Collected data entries

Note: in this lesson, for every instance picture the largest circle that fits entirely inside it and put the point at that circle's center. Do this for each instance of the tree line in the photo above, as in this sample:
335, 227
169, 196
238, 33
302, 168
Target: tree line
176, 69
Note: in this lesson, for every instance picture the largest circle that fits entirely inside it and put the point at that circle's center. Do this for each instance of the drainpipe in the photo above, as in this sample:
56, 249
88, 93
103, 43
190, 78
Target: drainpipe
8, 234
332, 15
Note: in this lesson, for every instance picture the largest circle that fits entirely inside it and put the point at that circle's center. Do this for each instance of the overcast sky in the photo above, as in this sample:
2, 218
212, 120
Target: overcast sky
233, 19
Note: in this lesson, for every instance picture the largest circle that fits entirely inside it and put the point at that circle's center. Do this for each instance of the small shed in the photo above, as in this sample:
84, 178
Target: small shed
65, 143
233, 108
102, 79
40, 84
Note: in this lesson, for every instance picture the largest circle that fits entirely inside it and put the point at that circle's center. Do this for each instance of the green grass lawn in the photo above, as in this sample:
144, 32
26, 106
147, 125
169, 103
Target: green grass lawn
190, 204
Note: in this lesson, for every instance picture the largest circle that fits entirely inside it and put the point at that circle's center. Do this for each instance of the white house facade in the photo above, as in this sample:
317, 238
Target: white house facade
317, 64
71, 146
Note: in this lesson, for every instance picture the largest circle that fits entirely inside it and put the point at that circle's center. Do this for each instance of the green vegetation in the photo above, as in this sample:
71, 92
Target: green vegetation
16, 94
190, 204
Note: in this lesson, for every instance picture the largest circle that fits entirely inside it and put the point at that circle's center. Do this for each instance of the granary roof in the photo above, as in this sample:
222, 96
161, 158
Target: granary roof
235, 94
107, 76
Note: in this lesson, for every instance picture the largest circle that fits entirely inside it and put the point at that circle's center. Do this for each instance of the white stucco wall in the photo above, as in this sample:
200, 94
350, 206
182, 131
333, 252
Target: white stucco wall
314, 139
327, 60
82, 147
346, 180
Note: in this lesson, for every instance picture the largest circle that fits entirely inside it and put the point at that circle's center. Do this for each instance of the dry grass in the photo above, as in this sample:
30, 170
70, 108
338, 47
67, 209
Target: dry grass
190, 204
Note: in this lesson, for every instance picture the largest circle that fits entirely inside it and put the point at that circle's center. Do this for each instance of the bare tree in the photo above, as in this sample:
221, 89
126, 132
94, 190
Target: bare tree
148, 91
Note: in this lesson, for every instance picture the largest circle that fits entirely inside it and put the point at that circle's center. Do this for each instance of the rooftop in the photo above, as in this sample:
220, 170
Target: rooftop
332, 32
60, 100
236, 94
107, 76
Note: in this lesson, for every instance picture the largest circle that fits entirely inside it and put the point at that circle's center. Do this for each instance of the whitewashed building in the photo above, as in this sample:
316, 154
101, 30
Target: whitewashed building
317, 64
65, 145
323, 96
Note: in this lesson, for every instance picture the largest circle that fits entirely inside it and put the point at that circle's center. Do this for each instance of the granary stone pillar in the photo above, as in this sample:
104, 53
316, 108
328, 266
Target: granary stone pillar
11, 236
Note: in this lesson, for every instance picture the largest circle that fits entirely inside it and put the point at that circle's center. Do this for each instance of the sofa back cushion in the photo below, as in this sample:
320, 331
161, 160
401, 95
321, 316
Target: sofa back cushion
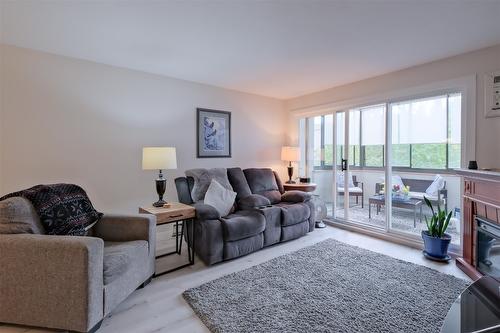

What the task asks => Copy all the lines from the data above that hold the word "cushion".

Task output =>
Note: in this lesson, for every instance picture the largest circle that fits entirely inside it and put the point at that circle's center. Do this for each instance of the sofa back cushion in the photo below, as in this sample:
Target: sofa back cushion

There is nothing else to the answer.